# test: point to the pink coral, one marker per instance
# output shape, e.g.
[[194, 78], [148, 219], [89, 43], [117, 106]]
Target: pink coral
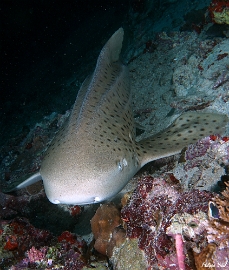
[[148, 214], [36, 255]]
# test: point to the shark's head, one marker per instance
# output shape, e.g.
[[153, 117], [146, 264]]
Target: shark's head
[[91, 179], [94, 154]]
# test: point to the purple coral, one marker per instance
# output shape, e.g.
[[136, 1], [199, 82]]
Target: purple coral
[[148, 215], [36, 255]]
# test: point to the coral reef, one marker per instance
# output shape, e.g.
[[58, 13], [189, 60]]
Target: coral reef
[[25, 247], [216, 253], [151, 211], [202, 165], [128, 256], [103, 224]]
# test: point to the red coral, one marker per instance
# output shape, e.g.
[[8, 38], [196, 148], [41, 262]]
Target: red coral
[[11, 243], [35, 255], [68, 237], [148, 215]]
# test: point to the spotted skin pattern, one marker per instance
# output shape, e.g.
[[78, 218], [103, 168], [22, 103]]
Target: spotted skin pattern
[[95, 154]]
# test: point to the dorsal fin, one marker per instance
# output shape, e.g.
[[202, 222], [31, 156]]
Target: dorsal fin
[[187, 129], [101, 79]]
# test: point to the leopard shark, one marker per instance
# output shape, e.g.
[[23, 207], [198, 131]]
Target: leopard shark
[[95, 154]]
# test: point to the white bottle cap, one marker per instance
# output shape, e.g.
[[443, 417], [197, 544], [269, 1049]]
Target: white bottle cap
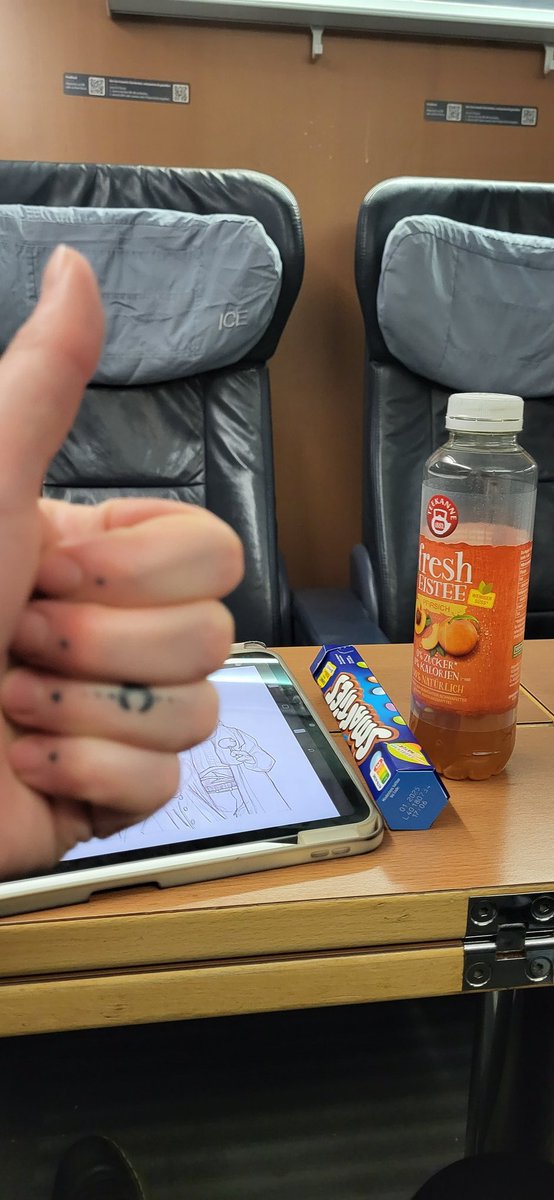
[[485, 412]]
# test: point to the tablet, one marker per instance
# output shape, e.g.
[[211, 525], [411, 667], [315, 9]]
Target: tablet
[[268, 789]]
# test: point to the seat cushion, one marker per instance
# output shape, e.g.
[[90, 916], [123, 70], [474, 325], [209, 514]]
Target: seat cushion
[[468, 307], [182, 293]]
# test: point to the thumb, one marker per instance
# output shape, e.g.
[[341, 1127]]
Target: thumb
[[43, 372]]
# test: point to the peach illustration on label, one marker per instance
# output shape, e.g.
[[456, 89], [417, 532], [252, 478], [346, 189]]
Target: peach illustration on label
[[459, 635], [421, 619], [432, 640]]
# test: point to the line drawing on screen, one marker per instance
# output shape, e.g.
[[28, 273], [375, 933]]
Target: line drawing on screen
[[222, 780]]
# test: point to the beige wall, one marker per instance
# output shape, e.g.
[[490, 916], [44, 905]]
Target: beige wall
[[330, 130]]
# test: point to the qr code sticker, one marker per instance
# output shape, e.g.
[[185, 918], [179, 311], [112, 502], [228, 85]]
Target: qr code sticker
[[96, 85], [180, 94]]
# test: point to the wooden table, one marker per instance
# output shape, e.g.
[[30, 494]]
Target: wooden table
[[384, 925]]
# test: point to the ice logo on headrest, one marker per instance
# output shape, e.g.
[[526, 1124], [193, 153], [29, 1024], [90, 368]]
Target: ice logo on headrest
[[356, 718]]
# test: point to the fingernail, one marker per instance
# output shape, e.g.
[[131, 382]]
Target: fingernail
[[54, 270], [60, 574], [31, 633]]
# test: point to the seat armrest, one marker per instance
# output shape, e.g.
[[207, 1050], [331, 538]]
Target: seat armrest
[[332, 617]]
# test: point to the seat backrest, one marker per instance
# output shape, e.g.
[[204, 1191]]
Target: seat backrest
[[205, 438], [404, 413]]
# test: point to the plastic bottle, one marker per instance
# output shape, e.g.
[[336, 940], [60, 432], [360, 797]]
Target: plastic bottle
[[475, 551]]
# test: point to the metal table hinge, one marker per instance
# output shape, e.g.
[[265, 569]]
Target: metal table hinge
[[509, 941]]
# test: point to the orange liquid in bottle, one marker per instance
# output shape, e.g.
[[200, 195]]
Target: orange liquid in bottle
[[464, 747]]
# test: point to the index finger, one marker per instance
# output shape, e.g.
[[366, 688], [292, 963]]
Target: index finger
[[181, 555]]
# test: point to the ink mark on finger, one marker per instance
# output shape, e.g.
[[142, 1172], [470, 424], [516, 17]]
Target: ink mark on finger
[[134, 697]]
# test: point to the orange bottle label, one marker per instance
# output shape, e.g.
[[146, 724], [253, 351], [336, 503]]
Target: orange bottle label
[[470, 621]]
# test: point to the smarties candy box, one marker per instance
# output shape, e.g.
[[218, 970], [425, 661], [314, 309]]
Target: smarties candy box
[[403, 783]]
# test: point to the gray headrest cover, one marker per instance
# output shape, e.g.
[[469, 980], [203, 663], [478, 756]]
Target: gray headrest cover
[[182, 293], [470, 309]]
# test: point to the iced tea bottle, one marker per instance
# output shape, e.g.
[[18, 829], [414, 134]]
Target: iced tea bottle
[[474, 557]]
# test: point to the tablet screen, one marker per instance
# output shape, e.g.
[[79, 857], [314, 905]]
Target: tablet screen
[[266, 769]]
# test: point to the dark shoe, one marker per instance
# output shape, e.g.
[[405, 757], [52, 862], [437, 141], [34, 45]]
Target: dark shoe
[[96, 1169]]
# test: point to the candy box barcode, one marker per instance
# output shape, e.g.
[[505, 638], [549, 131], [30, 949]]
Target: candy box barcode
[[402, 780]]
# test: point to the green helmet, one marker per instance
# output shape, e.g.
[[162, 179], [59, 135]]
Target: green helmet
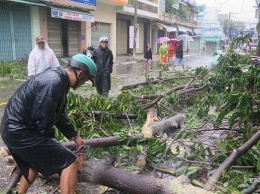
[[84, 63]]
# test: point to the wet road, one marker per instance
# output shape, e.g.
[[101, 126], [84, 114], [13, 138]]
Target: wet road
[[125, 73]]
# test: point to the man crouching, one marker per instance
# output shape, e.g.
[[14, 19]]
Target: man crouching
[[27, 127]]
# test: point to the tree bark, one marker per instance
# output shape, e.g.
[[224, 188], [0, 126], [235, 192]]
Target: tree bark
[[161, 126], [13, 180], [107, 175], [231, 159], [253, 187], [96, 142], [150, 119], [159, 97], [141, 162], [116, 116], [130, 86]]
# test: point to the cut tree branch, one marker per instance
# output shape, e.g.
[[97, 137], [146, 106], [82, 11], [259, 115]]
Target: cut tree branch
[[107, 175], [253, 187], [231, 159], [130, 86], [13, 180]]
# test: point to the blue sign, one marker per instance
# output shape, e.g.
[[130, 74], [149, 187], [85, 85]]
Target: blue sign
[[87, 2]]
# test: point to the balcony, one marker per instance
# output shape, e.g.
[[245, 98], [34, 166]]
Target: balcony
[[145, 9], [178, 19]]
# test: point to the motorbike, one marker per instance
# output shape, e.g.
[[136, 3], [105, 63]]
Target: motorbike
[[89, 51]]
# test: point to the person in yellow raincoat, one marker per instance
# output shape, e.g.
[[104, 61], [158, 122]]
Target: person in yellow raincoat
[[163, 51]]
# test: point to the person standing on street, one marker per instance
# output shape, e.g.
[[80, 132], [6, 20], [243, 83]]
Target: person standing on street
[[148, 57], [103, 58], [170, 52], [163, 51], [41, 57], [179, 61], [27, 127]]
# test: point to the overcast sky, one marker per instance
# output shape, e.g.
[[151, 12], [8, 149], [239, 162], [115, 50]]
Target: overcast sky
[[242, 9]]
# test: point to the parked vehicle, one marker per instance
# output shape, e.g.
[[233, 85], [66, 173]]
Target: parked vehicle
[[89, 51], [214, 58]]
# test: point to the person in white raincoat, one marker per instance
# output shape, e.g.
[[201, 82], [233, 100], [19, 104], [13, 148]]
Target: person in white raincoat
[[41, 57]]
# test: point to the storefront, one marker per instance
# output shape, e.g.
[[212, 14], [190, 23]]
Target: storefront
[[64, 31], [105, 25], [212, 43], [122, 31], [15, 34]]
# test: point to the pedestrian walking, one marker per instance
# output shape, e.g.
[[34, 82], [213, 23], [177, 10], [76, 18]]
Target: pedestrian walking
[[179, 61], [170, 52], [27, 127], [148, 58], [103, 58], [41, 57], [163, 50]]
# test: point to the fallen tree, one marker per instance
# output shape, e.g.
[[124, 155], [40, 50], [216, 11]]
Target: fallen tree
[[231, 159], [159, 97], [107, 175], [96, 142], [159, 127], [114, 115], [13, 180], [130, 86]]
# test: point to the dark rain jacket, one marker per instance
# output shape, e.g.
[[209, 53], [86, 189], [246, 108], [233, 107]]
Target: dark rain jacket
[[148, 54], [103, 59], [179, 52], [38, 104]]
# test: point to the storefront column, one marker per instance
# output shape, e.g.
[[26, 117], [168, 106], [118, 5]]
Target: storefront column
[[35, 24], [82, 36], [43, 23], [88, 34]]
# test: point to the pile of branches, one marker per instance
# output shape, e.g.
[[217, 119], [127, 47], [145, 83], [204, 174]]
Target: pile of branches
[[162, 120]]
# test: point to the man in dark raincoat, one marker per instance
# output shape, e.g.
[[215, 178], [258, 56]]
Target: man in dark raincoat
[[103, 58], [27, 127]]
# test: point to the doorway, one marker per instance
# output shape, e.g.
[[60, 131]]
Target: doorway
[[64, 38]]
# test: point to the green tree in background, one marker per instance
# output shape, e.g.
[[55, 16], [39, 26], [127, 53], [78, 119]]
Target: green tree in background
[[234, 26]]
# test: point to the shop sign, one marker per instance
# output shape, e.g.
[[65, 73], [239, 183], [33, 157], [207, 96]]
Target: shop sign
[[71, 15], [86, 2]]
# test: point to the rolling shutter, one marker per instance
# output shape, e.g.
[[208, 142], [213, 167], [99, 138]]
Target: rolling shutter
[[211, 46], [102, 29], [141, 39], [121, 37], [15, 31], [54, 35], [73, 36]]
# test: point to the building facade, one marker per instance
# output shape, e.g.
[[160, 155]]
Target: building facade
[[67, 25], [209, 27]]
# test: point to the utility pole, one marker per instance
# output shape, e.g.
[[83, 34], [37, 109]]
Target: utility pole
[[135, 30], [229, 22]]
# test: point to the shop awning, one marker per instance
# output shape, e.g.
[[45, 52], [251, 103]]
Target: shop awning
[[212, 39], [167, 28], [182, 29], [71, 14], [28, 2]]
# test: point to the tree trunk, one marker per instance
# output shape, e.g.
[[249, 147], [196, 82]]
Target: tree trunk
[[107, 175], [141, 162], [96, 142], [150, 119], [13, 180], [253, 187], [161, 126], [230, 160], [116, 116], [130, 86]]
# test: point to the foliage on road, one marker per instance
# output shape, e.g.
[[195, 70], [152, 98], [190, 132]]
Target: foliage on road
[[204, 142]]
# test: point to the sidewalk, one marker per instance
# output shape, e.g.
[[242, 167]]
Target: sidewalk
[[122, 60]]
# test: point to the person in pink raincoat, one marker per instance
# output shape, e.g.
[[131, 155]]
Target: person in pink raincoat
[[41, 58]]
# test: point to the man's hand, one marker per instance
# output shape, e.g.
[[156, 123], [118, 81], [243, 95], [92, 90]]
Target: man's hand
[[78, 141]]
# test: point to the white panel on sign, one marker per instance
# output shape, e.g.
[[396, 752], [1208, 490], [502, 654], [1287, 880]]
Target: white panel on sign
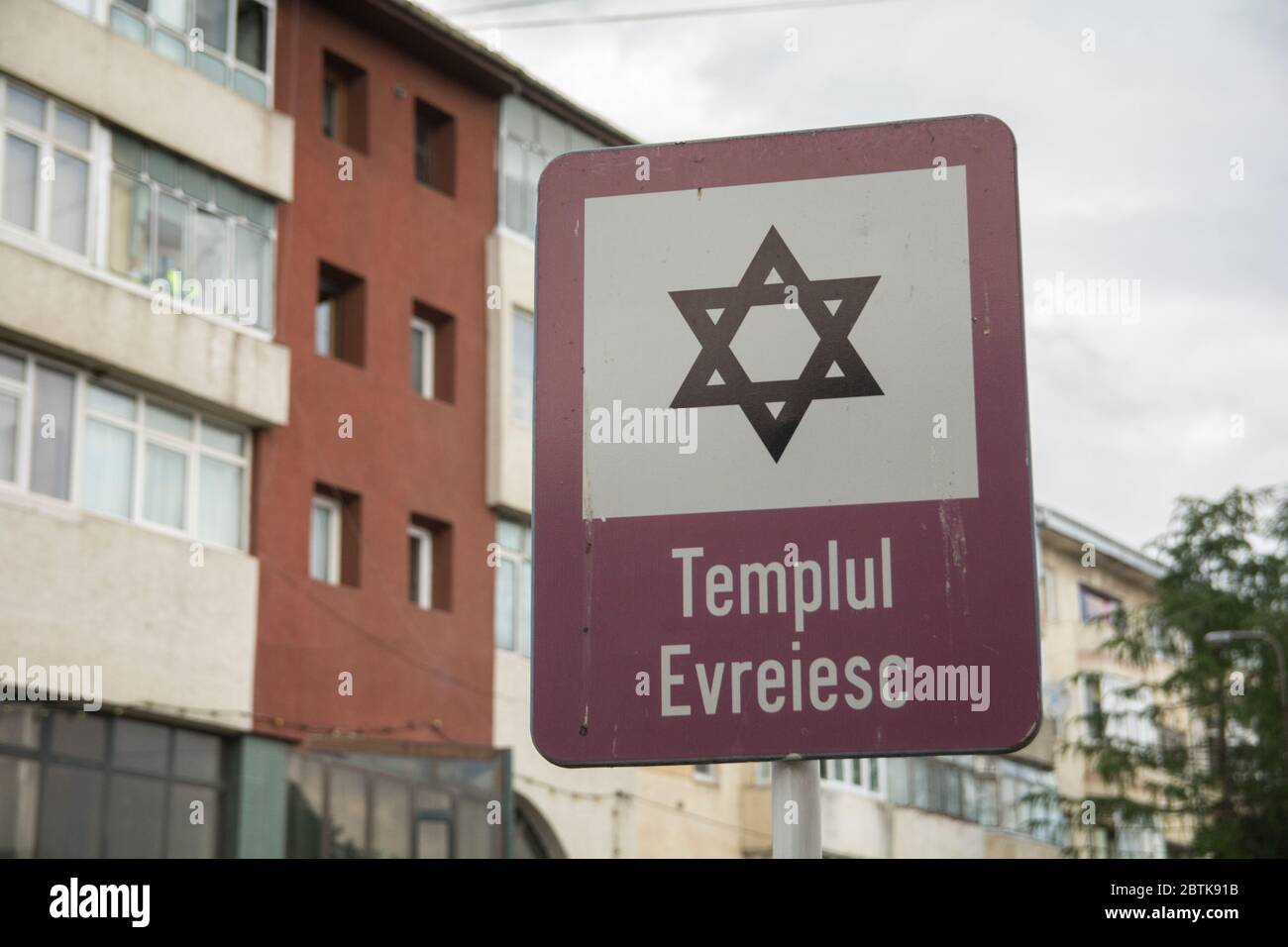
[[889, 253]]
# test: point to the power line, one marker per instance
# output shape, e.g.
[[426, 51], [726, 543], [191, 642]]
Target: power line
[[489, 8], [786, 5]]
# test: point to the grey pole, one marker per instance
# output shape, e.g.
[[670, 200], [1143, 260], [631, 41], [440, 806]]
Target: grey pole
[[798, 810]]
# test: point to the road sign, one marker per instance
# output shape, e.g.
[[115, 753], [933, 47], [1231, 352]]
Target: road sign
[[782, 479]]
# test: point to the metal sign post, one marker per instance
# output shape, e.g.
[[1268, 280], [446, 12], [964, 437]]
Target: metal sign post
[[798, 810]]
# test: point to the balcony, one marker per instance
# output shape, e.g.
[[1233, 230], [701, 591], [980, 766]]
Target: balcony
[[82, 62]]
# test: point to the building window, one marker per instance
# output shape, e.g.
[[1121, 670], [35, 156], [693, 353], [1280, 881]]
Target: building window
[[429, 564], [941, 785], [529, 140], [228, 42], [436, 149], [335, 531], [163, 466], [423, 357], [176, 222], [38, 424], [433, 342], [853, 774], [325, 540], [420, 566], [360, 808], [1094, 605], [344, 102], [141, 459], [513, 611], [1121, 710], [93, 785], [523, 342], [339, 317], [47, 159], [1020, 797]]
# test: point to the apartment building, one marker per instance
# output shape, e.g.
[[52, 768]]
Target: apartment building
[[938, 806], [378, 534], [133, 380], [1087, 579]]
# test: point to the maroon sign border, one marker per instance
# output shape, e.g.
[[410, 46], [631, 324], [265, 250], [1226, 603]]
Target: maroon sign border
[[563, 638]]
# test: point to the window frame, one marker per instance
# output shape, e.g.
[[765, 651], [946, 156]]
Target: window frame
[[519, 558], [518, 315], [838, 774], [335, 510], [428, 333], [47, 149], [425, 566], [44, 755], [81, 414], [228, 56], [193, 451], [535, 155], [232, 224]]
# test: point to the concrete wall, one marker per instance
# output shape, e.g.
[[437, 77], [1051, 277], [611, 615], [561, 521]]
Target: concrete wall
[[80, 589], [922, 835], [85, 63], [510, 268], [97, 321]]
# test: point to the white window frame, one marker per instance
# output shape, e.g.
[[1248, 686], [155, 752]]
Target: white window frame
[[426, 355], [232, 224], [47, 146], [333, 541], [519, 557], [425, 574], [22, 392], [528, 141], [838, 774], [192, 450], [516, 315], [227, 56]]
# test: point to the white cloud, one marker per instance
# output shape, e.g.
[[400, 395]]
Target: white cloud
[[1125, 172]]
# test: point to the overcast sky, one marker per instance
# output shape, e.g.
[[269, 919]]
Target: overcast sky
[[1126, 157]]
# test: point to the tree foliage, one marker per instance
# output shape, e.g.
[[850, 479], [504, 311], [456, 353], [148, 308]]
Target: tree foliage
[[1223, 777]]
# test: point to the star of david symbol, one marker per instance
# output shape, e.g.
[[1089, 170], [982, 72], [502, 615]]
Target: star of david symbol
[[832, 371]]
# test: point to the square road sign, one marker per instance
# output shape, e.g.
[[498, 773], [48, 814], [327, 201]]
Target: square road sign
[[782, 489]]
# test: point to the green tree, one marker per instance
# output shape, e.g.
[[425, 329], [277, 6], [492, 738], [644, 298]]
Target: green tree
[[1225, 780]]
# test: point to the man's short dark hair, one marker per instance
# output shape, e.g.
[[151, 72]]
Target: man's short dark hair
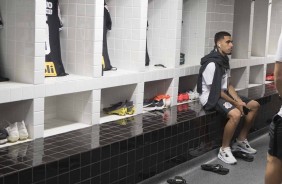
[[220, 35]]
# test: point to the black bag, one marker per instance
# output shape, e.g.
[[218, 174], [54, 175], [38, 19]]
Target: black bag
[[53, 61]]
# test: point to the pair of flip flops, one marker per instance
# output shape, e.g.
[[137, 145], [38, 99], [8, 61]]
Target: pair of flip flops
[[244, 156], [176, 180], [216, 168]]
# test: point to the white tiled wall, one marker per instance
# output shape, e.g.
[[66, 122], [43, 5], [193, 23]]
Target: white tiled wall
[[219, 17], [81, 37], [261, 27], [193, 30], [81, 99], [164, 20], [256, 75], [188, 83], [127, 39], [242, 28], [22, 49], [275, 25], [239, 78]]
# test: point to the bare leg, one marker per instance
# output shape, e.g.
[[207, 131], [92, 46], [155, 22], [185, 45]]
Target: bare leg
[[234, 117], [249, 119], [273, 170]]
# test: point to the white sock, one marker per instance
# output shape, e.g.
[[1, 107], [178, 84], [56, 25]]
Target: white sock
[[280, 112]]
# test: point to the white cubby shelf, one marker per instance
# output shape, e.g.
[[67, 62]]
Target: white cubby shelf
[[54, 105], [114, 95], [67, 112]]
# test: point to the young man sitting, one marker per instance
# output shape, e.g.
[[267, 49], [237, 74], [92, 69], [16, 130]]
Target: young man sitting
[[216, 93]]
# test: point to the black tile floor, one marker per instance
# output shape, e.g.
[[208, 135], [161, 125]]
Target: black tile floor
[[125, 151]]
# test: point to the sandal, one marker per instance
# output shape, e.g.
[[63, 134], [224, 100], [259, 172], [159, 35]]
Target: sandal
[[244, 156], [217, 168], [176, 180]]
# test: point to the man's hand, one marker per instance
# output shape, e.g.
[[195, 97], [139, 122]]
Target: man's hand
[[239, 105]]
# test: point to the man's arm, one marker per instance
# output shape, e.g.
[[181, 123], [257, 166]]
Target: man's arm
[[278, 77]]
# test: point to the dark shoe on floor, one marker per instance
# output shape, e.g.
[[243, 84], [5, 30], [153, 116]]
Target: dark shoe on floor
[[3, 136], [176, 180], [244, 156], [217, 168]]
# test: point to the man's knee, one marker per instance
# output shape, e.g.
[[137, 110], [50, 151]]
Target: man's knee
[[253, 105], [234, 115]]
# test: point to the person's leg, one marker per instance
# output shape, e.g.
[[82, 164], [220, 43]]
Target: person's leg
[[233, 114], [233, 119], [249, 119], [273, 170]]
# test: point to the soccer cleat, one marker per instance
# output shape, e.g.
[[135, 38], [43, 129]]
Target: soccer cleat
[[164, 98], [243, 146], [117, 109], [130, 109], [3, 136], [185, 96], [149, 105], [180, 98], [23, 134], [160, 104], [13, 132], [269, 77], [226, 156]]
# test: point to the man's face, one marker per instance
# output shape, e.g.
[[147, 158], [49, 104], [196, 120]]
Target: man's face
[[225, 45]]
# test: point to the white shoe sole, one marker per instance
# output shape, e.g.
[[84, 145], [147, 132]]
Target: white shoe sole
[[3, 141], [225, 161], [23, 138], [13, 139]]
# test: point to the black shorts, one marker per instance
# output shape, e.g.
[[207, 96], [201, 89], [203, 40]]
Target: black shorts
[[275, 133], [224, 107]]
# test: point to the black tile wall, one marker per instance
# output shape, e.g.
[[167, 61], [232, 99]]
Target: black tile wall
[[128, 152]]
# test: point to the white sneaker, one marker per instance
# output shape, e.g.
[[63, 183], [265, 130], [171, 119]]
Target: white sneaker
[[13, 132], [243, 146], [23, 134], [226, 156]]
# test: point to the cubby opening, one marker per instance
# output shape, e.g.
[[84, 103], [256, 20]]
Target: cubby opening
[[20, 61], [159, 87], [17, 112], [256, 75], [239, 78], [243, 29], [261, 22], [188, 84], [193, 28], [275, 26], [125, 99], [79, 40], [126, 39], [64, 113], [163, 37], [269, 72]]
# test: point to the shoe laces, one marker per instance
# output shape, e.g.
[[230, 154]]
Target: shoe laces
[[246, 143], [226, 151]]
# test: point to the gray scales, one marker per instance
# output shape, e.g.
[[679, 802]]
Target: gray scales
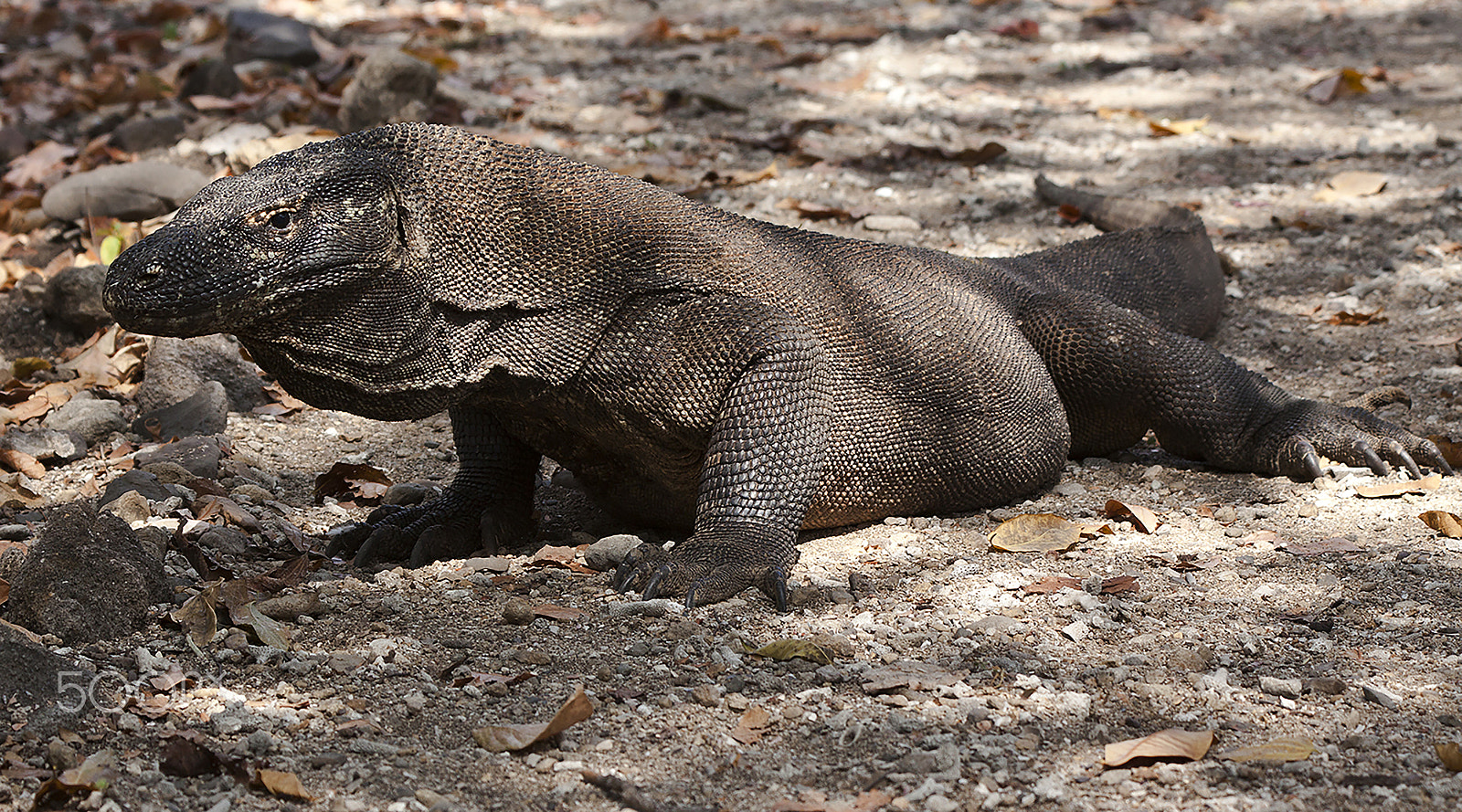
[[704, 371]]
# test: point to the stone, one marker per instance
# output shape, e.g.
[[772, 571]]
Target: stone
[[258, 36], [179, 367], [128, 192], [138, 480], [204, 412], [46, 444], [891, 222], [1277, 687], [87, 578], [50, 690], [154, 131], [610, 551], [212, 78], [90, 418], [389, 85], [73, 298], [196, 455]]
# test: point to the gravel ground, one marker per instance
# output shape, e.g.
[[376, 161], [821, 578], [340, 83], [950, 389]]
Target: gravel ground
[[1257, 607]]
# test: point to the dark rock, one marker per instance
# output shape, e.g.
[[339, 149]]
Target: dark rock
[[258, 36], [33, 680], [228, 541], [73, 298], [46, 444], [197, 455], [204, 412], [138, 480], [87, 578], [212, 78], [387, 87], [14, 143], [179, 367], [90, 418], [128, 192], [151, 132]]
+++
• [Given exercise]: Render the items above as a numbered list, from the line with "# test: point to the index" to the line with "[[125, 73]]", both lines included and blank lines left out. Omit the pictures.

• [Complete output]:
1. # test: point to the index finger, one marker per instance
2. # output shape, e.g.
3. [[366, 688], [292, 963]]
4. Target: index finger
5. [[181, 555]]
6. # test: point to the ink mark on finger, one marker per instance
7. # output shape, e.g.
8. [[142, 1172], [470, 424], [516, 17]]
9. Target: ink mark on finger
10. [[134, 697]]
11. # test: point to the orange bottle label, one marker per instance
12. # output shape, e.g.
13. [[146, 724], [253, 351], [336, 503]]
14. Target: orange bottle label
15. [[470, 621]]
16. # test: point to the smarties candy box, one marker per instance
17. # output shape, e.g.
18. [[218, 970], [425, 661], [314, 309]]
19. Target: smarties candy box
20. [[403, 783]]
21. # test: point to the gray headrest cover, one marker per instance
22. # output shape, e.g.
23. [[469, 980], [203, 663], [478, 756]]
24. Target: gray headrest cover
25. [[182, 293], [470, 309]]
26. # test: point to the iced tea bottle, one marker per instance
27. # output shape, e.g.
28. [[18, 829], [414, 134]]
29. Target: iced tea bottle
30. [[474, 557]]
31. # test: point to the tablet screen, one marker per instance
32. # output shape, e.g.
33. [[79, 857], [314, 905]]
34. Target: tablet screen
35. [[266, 769]]
36. # test: point to the dark shoe, one marker per instance
37. # output shape, e.g.
38. [[405, 757], [52, 862], [437, 141], [34, 45]]
39. Target: dark shoe
40. [[96, 1169]]
41. # test: point to the candy box barcode, one marker per instance
42. # output shape, e.g.
43. [[505, 638], [549, 131], [30, 949]]
44. Target: candy box barcode
45. [[402, 780]]
46. # test: point to the green helmet, one marker per instance
47. # output shape, e.g.
48. [[162, 179], [59, 135]]
49. Target: green helmet
50. [[84, 63]]
51. # test: point to the wet road, one marker per instance
52. # output shape, e.g.
53. [[101, 126], [84, 114], [13, 138]]
54. Target: wet road
55. [[125, 73]]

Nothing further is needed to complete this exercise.